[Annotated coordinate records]
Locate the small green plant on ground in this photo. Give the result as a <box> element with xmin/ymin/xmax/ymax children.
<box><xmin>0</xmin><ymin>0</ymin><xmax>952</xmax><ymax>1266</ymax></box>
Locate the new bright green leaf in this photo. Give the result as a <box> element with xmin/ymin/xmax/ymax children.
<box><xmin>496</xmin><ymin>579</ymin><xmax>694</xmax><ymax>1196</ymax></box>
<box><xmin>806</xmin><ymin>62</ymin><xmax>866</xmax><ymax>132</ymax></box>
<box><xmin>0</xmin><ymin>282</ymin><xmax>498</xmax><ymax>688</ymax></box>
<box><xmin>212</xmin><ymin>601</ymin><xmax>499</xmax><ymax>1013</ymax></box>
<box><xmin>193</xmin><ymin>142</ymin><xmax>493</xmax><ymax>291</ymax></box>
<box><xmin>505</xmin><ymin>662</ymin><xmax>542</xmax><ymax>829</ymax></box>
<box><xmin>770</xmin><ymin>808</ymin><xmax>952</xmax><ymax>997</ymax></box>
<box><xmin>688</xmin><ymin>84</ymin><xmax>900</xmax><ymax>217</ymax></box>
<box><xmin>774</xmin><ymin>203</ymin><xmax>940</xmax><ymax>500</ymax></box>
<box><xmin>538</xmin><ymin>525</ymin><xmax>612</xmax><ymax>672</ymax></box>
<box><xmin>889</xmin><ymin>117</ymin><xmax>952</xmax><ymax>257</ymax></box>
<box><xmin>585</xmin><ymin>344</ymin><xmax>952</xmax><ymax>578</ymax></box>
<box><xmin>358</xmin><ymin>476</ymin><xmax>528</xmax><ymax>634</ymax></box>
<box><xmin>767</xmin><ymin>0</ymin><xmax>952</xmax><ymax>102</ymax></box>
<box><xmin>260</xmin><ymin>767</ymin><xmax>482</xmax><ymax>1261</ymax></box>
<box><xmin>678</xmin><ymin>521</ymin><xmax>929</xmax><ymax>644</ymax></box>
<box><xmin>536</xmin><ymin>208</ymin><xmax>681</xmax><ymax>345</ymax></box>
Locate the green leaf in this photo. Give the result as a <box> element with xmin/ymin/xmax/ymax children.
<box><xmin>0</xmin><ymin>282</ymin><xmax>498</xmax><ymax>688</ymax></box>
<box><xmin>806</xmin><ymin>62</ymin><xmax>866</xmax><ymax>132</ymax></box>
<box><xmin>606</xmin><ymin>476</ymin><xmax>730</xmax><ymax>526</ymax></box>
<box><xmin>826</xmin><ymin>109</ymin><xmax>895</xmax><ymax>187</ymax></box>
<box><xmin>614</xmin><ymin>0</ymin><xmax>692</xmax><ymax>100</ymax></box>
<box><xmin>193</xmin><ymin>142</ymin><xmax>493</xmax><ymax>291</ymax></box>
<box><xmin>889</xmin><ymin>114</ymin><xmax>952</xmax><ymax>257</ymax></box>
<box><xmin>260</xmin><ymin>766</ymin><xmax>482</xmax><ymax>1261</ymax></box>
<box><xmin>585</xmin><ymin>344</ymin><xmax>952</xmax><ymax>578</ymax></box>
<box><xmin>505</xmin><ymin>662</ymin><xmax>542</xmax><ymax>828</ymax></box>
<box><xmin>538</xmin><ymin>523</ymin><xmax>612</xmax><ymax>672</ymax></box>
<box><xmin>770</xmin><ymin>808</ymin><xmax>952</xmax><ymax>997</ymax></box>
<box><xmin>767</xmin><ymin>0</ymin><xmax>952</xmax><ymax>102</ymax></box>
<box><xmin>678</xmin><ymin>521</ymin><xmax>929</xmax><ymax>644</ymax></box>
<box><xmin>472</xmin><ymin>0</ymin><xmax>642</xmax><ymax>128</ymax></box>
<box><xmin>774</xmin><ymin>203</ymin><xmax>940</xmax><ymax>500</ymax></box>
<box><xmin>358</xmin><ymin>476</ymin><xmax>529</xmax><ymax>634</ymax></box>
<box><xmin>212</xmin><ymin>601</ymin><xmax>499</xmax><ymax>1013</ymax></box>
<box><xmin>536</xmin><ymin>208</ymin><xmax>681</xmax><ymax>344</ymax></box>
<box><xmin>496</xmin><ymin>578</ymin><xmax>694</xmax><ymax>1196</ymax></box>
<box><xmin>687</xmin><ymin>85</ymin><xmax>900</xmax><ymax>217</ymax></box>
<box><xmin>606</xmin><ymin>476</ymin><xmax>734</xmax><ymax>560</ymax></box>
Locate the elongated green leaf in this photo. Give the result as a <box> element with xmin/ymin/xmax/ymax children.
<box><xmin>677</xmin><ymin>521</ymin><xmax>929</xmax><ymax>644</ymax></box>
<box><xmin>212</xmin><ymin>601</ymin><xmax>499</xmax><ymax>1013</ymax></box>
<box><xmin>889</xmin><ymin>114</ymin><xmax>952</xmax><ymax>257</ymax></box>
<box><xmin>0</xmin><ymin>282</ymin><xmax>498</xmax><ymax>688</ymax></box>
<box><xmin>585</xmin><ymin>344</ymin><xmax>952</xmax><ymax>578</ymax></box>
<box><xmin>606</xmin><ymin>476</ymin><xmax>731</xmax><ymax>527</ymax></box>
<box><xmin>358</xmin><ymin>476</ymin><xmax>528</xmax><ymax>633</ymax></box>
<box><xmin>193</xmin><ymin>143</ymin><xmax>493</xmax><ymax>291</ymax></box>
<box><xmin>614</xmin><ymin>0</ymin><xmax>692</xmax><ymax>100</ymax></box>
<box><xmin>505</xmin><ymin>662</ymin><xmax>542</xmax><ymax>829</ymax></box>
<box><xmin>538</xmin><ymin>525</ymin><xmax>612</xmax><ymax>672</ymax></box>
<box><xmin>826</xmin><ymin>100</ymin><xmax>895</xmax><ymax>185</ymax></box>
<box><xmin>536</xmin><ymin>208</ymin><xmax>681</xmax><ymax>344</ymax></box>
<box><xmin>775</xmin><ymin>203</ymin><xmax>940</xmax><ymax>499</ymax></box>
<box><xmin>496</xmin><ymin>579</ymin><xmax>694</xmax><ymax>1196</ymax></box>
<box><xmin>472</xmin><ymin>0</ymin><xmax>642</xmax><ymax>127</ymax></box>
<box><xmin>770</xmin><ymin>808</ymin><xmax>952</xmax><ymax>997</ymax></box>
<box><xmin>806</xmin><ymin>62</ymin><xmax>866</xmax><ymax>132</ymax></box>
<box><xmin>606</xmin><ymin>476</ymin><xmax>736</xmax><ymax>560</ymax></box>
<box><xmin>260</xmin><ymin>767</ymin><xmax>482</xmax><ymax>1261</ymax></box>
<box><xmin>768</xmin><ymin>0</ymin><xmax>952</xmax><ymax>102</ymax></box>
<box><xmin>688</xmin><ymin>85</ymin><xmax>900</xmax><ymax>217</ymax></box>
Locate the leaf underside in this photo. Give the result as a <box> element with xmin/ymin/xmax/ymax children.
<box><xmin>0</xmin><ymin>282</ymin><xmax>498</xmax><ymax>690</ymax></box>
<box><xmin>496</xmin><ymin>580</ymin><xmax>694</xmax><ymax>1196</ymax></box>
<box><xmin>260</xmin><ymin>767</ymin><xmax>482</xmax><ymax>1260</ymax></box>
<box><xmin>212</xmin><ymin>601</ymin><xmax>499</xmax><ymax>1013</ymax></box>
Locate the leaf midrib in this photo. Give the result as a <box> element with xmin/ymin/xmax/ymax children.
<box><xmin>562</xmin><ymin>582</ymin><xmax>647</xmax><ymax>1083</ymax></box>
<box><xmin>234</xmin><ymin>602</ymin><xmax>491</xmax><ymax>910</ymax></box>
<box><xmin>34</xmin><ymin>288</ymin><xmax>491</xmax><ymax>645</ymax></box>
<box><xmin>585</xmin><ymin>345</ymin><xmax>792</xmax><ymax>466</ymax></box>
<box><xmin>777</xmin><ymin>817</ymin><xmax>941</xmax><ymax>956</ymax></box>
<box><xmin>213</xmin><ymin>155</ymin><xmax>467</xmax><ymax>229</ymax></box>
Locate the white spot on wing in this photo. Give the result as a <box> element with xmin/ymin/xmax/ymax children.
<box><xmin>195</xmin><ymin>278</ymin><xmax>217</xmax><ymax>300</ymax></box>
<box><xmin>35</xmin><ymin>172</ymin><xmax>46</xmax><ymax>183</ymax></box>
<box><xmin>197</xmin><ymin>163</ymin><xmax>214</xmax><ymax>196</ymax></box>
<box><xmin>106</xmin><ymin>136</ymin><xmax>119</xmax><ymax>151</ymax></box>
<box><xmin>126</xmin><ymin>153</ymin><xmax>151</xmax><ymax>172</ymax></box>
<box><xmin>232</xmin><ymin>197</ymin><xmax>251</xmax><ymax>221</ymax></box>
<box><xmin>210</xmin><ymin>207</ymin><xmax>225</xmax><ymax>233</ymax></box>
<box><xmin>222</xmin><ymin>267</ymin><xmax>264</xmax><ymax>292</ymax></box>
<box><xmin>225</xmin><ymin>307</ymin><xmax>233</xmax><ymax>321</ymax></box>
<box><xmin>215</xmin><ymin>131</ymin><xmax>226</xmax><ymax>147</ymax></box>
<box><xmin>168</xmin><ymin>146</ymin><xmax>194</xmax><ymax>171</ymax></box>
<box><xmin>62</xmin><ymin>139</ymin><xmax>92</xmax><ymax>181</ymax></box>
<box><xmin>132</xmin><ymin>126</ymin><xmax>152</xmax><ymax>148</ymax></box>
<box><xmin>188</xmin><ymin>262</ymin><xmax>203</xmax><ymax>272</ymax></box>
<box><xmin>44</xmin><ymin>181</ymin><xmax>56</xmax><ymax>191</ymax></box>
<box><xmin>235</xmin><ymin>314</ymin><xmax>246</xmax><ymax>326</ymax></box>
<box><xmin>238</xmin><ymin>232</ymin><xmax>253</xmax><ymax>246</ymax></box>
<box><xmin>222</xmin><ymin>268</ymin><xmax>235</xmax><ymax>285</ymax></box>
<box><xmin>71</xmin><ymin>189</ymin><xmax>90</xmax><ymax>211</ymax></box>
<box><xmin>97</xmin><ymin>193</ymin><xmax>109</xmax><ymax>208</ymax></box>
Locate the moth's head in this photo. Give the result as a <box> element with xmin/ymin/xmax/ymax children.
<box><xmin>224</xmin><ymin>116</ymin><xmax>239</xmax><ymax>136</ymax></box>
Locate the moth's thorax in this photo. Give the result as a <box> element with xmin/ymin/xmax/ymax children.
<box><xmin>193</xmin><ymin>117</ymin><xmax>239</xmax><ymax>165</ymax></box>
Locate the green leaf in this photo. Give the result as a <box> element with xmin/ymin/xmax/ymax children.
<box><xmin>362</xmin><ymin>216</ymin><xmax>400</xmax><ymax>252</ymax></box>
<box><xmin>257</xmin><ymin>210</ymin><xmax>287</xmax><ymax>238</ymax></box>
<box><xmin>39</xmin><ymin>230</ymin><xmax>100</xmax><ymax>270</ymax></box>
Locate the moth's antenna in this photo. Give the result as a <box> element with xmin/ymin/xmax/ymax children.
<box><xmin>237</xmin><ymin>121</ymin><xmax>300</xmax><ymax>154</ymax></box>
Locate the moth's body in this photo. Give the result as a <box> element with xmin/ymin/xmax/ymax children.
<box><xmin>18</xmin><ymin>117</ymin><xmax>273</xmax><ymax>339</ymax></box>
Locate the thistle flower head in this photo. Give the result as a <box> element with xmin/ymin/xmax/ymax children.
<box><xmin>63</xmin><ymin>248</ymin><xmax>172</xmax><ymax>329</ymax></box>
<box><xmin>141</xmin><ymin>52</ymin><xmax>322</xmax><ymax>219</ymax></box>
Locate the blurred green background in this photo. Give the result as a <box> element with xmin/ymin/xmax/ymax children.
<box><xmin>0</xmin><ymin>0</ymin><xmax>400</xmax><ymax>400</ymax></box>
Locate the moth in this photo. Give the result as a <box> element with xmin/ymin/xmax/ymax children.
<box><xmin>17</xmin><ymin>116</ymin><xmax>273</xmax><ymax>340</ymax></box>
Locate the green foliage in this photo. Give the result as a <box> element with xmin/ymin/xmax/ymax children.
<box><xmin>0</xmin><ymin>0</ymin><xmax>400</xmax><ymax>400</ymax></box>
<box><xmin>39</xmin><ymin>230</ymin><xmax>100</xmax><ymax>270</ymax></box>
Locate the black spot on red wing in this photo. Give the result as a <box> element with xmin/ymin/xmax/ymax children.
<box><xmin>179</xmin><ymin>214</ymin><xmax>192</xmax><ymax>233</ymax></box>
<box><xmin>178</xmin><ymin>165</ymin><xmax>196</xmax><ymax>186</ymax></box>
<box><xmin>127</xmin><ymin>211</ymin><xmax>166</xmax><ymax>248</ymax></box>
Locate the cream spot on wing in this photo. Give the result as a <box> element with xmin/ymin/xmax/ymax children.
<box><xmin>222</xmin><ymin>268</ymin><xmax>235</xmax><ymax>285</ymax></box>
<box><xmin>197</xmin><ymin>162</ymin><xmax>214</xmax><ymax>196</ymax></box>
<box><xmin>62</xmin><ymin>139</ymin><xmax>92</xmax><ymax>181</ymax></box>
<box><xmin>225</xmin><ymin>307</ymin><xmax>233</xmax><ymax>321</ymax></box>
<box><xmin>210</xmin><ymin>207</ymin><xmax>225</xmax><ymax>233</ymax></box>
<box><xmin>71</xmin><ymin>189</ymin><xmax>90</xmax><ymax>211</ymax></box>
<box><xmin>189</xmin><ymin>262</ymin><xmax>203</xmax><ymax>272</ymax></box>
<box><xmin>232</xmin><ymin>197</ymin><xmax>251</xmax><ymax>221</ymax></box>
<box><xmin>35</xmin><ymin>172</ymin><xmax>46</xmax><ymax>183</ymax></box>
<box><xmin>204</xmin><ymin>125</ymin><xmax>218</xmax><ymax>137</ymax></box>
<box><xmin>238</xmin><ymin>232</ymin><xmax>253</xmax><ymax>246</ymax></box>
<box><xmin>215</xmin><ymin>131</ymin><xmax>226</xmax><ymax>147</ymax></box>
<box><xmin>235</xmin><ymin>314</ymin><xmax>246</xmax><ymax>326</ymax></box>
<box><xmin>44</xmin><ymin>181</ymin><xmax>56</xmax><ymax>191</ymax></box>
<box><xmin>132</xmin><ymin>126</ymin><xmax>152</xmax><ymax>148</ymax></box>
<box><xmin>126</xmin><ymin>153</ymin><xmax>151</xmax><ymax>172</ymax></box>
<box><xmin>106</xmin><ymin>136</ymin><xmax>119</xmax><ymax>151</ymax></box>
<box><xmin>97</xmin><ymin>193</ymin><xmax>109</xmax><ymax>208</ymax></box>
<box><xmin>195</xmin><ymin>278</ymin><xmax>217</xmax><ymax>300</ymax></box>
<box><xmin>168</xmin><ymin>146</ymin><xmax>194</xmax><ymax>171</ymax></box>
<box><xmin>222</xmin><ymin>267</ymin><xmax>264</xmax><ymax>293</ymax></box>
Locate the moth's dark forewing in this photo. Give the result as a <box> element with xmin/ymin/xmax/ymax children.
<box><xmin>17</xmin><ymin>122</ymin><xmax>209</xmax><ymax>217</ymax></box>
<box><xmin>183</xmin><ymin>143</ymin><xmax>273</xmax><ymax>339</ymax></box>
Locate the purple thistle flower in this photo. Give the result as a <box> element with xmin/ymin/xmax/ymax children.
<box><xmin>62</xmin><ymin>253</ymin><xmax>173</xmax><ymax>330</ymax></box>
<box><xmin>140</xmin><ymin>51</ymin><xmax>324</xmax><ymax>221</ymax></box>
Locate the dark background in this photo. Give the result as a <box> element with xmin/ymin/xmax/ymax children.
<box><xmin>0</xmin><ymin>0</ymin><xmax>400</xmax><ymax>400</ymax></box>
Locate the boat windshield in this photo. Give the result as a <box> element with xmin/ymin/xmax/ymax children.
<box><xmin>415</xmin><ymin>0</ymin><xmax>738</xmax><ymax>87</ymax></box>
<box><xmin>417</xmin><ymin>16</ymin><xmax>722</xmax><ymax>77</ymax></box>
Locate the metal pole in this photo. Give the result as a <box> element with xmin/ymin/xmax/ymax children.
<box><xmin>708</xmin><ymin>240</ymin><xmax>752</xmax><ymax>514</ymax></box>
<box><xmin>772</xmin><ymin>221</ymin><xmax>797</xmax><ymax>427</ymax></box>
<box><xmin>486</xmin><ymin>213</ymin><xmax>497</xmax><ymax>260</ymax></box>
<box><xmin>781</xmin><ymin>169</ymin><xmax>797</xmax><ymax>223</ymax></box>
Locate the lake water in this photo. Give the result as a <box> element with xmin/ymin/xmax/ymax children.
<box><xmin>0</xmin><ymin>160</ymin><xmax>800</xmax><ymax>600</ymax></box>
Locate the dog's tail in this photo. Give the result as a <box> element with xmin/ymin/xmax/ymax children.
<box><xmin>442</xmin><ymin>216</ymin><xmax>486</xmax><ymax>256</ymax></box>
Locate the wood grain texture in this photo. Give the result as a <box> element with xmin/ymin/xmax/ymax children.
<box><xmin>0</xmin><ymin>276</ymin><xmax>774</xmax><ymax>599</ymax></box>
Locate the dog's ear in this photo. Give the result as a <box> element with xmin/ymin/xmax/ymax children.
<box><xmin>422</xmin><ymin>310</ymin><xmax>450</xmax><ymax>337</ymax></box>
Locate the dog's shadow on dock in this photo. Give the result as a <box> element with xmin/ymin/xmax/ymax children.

**EXERCISE DESCRIPTION**
Extract the lines from the one containing "Locate the wood" through the last line of the records, both ends included, copying them word for word.

**RESPONSE TO THIS TASK**
Locate the wood grain texture in this photo. Give the result as a <box> element with xmin/ymin/xmax/ymax children.
<box><xmin>0</xmin><ymin>276</ymin><xmax>774</xmax><ymax>599</ymax></box>
Locate the dog's ear in this photo. Give the result as a <box> element with xmin/ymin/xmax/ymax children.
<box><xmin>422</xmin><ymin>310</ymin><xmax>450</xmax><ymax>337</ymax></box>
Locate the dog's shadow on dock in this photo. Give the result as a <box> element with xmin/ymin/xmax/ymax children.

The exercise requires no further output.